= Stated exercise =
Shift every coordinate in the answers by adding 60 to it, and write out again all the lines from the start through the one that contains "358], [133, 408]]]", both included, leaving everything else in them unchanged. Omit the pictures from your output.

Labeled contour entries

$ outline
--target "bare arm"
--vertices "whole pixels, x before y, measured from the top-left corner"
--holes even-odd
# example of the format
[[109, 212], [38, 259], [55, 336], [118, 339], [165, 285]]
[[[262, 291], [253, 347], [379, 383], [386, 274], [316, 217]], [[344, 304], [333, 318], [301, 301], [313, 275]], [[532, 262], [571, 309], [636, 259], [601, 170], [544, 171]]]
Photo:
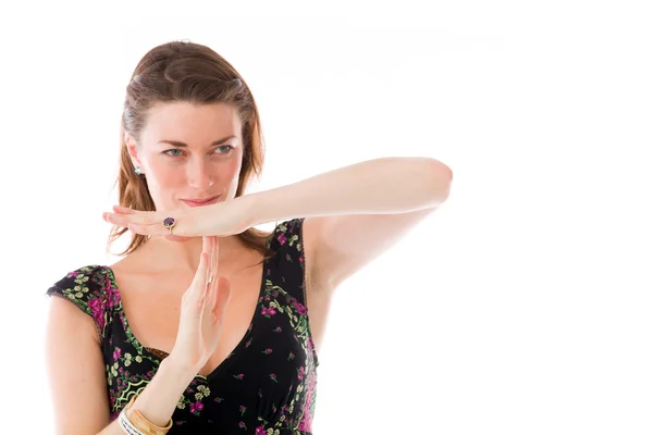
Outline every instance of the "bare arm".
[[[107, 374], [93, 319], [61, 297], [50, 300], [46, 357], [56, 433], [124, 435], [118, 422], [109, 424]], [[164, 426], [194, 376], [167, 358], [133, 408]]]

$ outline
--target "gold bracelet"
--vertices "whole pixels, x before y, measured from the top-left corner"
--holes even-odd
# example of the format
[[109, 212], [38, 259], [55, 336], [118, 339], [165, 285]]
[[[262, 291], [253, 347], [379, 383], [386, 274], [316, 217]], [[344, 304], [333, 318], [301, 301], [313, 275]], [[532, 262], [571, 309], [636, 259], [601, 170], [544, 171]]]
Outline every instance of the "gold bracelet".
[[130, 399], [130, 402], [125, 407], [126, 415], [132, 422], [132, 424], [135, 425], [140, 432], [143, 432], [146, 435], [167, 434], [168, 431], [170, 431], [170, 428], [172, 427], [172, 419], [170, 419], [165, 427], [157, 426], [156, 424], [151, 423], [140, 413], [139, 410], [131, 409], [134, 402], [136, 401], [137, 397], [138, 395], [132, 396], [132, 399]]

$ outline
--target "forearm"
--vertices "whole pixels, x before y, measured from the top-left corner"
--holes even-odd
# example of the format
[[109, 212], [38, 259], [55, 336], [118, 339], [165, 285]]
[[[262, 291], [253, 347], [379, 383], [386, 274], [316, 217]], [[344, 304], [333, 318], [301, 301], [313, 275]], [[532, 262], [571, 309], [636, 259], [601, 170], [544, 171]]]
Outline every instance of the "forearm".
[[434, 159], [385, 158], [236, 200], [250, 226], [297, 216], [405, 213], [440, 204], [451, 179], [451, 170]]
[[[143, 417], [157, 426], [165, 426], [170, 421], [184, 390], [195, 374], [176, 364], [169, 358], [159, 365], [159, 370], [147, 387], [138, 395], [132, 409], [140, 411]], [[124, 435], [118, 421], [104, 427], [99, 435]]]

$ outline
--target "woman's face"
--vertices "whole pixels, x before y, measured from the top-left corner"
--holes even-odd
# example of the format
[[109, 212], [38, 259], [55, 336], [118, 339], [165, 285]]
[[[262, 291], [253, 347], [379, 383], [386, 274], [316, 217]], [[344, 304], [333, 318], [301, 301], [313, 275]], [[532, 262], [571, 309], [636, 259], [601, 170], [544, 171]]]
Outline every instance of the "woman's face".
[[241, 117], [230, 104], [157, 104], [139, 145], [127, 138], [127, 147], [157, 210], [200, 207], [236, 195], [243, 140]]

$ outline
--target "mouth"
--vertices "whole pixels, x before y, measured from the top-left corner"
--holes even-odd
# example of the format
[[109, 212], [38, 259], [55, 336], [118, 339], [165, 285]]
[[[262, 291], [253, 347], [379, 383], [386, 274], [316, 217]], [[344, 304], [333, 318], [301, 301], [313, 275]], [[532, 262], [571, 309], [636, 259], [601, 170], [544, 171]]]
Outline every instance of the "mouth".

= Solution for this exercise =
$ outline
--target "bare arm"
--vertices "whole pixels, x before y, measured from the top-left corner"
--holes even-odd
# example of the format
[[109, 212], [38, 259], [55, 336], [118, 339], [165, 285]]
[[[262, 291], [253, 347], [379, 383], [386, 274], [316, 217]], [[344, 304], [333, 318], [301, 301], [313, 275]], [[532, 262], [571, 309], [636, 259], [601, 170], [544, 171]]]
Photo:
Outline every instance of the "bare arm".
[[[167, 434], [153, 379], [121, 357], [110, 360], [106, 417], [116, 493], [184, 495], [178, 482], [169, 484]], [[224, 486], [254, 436], [227, 418], [193, 468]]]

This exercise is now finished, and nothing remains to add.